By Dara Ekanger
“Why can’t I watch that movie?”
“Because I read the review and it’s full of garbage!”
“But all of my friends have seen it!”
Sound familiar? This was a fairly common conversation in our home for a while. We aren’t TVaholics, but we haven’t banned it outright either. Our kids are allowed one hour of “screen time” on Tuesdays and Thursdays (after their schoolwork is done), and four hours total on the weekend. They can use that for computer games, old television shows like “Leave It to Beaver,” “I Love Lucy,” and “Andy Griffith,”—and movies. Movies. There was the problem. That is, until we found a great movie filter service.
Profanity, Nudity, and Violence in “Family-Friendly Movies”
Unless you go back to pre-1940s movies, it’s tough to find a film that doesn’t have foul language, nudity, inappropriate scenes, excessive violence, or all of the above. When I was growing up, we videotaped movies off the TV that had been “cleaned-up” for television. When I went back to show my kids the entertaining “Back to the Future” that I remembered from my youth, I was horrified at the language … it certainly hadn’t been in the version my mother let me watch! Off it went.
My husband and I frequently bemoaned the fact that movies, which we had seen as sanitized TV-versions as kids, were not decent in their regular versions. And new releases?—which of course are what most kids/teens are dying to watch—it’s like playing Russian Roulette with five bullets instead of one.

**DATASET CONTENT:**
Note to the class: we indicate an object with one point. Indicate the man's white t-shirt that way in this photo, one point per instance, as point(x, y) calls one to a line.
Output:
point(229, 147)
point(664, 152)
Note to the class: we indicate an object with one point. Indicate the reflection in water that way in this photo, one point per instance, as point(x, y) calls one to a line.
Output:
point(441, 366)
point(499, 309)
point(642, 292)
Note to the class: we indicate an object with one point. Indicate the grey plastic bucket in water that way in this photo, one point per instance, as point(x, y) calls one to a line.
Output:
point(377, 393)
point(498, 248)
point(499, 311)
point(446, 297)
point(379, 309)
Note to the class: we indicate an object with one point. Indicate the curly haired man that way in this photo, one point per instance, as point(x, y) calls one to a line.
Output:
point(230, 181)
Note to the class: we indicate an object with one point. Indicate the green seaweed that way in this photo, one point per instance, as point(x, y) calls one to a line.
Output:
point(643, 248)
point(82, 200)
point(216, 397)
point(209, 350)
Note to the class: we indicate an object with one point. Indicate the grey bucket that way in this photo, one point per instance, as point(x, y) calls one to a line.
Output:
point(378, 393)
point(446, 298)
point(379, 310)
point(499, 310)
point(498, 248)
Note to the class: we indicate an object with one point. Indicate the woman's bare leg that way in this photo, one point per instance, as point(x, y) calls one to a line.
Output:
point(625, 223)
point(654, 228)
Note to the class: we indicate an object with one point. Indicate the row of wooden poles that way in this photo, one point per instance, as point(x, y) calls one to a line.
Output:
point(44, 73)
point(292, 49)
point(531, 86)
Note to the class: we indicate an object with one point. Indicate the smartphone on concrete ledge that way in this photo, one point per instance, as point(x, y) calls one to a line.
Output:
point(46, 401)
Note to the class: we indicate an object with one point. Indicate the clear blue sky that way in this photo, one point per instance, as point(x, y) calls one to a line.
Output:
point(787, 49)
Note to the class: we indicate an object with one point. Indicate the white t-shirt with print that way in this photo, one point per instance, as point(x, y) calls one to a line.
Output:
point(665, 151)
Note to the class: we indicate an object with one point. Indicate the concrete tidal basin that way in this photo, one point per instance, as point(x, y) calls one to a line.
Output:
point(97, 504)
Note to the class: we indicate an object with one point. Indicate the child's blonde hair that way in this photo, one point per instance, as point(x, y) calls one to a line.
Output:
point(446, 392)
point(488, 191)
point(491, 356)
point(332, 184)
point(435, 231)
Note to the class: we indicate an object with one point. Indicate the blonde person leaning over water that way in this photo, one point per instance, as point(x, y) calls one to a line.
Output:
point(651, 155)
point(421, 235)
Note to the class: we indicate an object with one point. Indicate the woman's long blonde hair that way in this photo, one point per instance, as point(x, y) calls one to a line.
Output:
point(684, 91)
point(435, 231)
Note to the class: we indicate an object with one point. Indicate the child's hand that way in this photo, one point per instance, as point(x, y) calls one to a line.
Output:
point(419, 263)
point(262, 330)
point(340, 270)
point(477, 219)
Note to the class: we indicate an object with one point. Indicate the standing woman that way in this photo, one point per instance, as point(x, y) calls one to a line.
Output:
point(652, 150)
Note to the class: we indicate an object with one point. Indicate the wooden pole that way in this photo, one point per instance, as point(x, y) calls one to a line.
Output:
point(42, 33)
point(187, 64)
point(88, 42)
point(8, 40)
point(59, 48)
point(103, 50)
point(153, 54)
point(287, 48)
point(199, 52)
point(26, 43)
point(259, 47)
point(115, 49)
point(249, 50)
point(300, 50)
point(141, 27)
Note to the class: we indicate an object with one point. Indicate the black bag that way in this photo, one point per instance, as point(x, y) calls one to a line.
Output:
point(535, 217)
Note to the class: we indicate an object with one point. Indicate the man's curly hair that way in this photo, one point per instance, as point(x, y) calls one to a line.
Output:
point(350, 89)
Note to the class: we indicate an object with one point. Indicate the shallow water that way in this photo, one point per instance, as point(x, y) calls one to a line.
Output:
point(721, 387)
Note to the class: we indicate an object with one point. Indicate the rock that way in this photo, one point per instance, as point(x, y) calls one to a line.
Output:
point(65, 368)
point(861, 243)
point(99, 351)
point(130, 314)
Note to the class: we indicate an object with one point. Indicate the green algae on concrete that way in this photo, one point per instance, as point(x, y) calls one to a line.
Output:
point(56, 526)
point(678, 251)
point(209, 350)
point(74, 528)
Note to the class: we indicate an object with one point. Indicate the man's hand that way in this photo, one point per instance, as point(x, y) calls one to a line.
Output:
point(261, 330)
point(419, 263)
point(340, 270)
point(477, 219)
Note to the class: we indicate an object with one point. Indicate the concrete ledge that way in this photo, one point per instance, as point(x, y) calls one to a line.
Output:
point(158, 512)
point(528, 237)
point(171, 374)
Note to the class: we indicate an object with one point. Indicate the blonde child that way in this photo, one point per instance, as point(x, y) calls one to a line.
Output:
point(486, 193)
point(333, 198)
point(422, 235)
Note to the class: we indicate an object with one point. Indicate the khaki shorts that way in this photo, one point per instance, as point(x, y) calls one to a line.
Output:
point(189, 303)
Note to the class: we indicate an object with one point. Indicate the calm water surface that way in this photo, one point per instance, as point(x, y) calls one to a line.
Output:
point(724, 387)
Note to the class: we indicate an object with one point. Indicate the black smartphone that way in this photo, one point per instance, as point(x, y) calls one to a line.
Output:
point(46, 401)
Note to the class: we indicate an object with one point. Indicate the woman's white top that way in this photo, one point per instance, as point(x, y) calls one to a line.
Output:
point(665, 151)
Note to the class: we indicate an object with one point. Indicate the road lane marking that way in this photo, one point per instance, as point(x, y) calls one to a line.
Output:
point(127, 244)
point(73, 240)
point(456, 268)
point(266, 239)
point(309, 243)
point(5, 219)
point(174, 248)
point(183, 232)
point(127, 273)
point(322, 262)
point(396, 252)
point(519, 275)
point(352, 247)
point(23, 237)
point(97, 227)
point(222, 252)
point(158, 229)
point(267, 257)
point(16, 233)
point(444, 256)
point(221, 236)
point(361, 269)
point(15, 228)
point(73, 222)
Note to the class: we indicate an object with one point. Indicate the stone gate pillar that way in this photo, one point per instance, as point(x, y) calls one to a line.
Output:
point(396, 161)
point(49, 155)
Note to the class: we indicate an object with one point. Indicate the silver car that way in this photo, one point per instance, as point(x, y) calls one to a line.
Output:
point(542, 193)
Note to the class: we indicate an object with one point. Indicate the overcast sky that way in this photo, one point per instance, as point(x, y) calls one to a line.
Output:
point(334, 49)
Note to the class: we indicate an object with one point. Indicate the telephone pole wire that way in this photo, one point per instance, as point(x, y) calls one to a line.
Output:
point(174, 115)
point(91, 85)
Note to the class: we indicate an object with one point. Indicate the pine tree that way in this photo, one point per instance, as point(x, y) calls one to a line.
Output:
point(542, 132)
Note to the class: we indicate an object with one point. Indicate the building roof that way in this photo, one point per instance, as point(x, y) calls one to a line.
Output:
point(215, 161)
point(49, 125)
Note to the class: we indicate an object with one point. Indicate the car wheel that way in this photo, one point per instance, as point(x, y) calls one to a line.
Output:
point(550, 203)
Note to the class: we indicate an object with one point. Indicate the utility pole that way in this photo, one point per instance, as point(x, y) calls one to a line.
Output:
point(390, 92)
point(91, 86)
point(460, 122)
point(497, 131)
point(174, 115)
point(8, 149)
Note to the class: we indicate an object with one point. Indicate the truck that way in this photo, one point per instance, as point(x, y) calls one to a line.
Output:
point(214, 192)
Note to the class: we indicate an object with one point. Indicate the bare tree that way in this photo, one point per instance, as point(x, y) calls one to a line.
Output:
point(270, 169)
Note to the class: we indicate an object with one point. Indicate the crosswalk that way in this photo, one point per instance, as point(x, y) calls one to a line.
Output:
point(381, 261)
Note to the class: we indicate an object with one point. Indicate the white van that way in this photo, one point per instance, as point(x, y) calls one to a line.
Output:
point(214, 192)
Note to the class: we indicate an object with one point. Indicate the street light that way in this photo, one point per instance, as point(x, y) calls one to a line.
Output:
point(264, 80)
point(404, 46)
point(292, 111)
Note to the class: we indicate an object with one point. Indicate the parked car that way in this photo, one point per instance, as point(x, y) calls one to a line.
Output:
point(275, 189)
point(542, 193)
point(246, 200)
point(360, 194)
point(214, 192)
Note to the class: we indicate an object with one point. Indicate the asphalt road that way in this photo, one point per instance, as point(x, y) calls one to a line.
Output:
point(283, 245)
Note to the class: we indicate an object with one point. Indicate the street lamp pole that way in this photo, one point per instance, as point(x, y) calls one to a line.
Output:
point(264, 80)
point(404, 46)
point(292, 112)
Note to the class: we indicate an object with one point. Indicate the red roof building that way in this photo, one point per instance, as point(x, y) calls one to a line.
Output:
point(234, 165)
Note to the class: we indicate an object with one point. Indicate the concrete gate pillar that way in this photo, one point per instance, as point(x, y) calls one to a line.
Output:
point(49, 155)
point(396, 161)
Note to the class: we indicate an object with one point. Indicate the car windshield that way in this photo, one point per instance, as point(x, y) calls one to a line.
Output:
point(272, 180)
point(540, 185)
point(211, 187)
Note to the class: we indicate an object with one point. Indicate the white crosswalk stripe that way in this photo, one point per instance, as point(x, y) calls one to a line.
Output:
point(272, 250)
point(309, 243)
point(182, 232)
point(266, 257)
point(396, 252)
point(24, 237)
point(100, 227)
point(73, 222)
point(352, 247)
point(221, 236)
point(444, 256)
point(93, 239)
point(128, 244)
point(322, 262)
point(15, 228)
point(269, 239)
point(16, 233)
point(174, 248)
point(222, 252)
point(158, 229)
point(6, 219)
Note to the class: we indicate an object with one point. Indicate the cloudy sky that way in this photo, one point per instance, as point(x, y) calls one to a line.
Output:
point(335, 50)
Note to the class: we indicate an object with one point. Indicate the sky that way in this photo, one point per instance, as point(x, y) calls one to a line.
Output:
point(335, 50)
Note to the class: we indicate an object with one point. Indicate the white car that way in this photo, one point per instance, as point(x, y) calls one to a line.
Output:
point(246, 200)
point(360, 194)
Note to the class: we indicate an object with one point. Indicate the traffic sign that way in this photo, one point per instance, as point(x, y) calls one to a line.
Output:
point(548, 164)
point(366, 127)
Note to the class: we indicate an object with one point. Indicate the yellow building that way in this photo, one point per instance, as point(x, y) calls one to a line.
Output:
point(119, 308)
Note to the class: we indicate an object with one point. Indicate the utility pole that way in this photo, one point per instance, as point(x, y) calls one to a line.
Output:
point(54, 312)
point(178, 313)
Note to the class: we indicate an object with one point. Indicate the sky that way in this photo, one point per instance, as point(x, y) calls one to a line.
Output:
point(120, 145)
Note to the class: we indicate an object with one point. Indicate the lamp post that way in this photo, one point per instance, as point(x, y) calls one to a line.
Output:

**WORK INSTRUCTIONS:**
#1 Please echo the passage from the screen time article that begins at the words "Sound familiar? This" and stops after "movie filter service.".
#2 In the screen time article, how many hours of screen time are the kids allowed in total on the weekend?

**PER-TASK OUTPUTS:**
#1
Sound familiar? This was a fairly common conversation in our home for a while. We aren’t TVaholics, but we haven’t banned it outright either. Our kids are allowed one hour of “screen time” on Tuesdays and Thursdays (after their schoolwork is done), and four hours total on the weekend. They can use that for computer games, old television shows like “Leave It to Beaver,” “I Love Lucy,” and “Andy Griffith,”—and movies. Movies. There was the problem. That is, until we found a great movie filter service.

#2 Four hours.